Start of Material for the task

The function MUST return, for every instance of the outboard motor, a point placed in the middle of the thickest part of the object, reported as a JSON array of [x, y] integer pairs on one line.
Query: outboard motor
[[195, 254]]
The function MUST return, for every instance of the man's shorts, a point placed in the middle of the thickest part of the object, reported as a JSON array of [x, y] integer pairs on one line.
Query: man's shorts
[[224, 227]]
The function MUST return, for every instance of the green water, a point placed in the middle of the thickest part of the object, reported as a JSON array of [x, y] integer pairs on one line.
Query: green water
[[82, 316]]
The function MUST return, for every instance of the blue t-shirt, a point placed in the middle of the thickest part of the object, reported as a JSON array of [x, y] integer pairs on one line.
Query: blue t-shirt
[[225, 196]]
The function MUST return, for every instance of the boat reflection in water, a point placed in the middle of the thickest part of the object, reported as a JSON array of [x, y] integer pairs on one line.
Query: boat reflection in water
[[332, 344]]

End of Material for the task

# Task statement
Copy every record exactly as presented.

# Full solution
The function MUST return, for every instance of the outboard motor, a point placed in the middle of the thickest part of the object, reported as a JSON array of [x, y] integer pairs on one line.
Query: outboard motor
[[195, 254]]
The function MUST return, for every instance of the man's shorts, a point placed in the middle of the thickest part of the object, reported as a JSON array of [x, y] integer pairs on one line.
Query: man's shorts
[[224, 227]]
The function MUST return, for every instance of the green water, a point placed in the middle of the thickest part of the object, reported as a JSON array of [x, y] integer pairs on one line.
Query: green water
[[82, 316]]
The function MUST return, for every instance of the blue t-shirt, a point placed in the middle of the thickest part of the object, reported as a JSON array of [x, y] integer pairs on one line.
Query: blue t-shirt
[[225, 196]]
The function MUST return, for every instance of the boat reflection in water, a point placed in the middle of the thickest part of the object, reported as a JSON array of [x, y] integer pairs on one line.
Query: boat reflection in water
[[332, 344]]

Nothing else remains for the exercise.